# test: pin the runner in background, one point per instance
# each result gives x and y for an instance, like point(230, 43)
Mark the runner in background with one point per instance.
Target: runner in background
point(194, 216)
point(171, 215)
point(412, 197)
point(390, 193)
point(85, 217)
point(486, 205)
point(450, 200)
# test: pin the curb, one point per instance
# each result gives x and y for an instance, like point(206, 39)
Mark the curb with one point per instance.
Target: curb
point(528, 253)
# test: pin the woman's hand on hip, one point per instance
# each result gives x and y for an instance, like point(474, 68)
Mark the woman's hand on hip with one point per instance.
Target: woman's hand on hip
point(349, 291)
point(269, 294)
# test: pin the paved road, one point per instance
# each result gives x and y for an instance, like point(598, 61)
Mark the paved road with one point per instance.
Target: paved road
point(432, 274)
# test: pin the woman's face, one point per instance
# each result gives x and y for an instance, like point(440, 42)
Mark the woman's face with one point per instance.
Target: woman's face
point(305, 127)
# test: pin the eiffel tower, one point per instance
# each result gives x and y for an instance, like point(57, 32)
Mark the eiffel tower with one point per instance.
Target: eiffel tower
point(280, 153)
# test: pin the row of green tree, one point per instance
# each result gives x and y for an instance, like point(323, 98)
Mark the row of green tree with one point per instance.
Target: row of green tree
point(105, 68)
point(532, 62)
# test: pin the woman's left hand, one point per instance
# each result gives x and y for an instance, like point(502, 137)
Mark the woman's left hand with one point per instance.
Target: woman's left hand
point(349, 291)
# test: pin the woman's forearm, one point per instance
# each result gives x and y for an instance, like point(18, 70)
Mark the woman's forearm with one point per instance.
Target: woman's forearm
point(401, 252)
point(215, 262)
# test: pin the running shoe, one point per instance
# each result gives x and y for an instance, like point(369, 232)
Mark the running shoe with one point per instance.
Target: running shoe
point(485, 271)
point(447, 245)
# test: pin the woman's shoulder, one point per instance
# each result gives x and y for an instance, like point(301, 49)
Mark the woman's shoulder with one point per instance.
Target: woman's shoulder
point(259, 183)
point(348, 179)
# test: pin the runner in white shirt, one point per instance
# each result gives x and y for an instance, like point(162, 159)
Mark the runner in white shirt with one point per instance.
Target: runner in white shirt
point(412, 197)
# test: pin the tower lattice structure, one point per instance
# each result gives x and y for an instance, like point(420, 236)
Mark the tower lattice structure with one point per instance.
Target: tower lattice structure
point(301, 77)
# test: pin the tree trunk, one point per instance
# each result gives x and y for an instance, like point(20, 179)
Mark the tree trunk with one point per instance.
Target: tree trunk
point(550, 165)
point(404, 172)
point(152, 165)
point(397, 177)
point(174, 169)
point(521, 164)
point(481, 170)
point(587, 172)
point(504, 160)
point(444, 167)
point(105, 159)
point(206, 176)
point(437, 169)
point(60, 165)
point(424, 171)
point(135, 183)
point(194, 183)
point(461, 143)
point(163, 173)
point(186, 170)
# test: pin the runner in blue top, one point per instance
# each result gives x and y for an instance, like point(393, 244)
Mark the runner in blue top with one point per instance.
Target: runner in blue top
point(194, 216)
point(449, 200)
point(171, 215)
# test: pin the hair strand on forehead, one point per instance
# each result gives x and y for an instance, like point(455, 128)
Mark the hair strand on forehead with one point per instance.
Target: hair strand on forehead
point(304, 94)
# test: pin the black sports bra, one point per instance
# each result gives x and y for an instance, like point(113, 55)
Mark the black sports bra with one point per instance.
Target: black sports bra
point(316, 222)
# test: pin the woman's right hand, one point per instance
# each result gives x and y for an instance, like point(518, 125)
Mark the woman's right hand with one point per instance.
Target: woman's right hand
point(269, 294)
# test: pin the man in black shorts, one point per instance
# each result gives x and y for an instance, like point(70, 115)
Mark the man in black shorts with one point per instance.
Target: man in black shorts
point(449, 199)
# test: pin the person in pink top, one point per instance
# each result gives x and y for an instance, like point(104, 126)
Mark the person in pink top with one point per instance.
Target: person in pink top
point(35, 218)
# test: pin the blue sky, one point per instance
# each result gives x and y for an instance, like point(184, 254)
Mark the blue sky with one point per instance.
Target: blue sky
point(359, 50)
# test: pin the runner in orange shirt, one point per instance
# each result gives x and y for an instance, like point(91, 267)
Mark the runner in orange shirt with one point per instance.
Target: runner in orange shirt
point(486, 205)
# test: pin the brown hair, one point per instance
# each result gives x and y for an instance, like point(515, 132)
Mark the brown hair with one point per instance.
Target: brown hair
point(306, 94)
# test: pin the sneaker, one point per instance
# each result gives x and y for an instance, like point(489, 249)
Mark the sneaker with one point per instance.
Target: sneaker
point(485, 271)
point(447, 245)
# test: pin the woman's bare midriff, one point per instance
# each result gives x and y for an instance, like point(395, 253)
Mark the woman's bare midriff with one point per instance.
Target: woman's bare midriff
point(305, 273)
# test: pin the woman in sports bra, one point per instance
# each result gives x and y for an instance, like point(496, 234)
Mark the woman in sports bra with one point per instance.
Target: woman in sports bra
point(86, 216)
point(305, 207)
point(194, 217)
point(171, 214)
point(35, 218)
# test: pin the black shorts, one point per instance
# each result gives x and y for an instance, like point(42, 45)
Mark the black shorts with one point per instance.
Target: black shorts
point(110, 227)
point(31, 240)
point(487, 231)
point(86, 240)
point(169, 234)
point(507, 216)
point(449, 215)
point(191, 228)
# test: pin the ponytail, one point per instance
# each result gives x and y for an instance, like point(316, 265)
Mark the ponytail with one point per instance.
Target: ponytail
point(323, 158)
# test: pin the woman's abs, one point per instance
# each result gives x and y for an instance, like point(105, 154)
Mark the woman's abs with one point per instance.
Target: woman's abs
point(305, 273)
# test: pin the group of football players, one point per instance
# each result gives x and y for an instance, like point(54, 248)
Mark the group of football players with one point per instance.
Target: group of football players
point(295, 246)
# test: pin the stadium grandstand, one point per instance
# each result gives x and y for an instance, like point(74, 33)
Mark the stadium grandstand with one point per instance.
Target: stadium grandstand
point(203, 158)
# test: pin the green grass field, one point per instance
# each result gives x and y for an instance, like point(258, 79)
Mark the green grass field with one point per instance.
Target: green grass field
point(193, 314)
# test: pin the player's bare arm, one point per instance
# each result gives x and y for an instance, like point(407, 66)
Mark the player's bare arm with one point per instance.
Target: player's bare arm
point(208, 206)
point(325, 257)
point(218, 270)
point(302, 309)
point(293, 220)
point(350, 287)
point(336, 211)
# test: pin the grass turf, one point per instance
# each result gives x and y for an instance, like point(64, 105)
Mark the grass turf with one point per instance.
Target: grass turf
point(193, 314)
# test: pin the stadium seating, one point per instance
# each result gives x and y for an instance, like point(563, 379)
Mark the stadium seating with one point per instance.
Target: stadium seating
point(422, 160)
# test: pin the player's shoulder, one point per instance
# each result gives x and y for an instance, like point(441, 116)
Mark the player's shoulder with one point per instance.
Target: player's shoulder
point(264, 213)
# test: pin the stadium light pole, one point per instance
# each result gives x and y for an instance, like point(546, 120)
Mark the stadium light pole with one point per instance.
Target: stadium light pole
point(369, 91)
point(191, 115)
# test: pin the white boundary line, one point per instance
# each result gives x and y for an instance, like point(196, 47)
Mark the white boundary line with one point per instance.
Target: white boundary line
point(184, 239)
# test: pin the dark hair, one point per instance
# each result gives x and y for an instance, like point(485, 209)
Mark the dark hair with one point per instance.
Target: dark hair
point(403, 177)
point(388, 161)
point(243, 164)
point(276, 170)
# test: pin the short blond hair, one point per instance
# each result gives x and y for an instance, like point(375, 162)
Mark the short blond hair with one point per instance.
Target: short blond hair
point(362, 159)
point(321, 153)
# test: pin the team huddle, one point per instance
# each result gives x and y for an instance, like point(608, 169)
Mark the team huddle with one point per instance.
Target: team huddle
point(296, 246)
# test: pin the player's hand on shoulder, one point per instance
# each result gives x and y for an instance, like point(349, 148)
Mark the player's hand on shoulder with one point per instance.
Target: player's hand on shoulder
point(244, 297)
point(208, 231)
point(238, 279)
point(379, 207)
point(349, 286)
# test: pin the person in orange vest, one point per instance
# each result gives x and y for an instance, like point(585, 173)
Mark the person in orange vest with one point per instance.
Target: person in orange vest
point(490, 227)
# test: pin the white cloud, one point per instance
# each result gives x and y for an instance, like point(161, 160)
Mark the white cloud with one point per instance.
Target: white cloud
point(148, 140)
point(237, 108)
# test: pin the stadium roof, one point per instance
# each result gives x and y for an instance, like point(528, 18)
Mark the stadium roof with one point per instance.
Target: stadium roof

########

Required action
From the records above, extract exactly and only the lines that begin at the line with "# test: pin the paved" and stop after the line with "# test: pin the tower".

Expected answer
# test: pin the paved road, one point per instance
# each result gives x and y for an instance, like point(598, 61)
Mark the paved road with one point per instance.
Target: paved road
point(432, 274)
# test: pin the woman's face, one point per instance
# each result gives x and y for an instance, like point(440, 42)
Mark the woman's face with one point per instance.
Target: woman's face
point(305, 127)
# test: pin the eiffel tower, one point per instance
# each result gives x and y for an instance, like point(57, 32)
Mark the eiffel tower with one point per instance.
Target: eiffel tower
point(280, 153)
# test: pin the row of green tree, one point per instance
# each result gives x and y for an instance, like point(323, 98)
Mark the row of green tree with one point per instance.
Target: row of green tree
point(105, 68)
point(532, 62)
# test: pin the woman's left hand, one point per instance
# each result gives x and y for an instance, like point(502, 137)
Mark the woman's left hand with one point per instance.
Target: woman's left hand
point(349, 291)
# test: pin the woman's forearm, one point per instance
# each result gives x and y for an instance, like point(18, 70)
Mark the woman's forearm with one point per instance.
Target: woman's forearm
point(401, 252)
point(215, 262)
# test: pin the running shoe, one point per instance
# each result gives x and y for an instance, like point(369, 232)
Mark the running shoe with one point per instance.
Target: running shoe
point(485, 271)
point(447, 245)
# test: pin the woman's shoulder, one point per instance
# each result gives x and y for an instance, like point(301, 49)
Mark the woman's shoulder with one point per instance.
Target: woman's shoulder
point(259, 183)
point(348, 179)
# test: pin the runner in white shirt, one point per instance
# each result gives x and y for an instance, like point(162, 159)
Mark the runner in white shirt with one point per instance.
Target: runner in white shirt
point(412, 197)
# test: pin the tower lattice structure, one point per instance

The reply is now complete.